#### Dataset entries
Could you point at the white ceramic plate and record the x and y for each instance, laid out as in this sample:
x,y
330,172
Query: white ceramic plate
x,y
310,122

#### Aim of the exercise
The data given above must be transcribed exactly and completely.

#### Answer to this exercise
Could you point at the white ceramic plate and record the x and y for each instance, laid out as in this sample:
x,y
330,172
Query: white ceramic plate
x,y
310,122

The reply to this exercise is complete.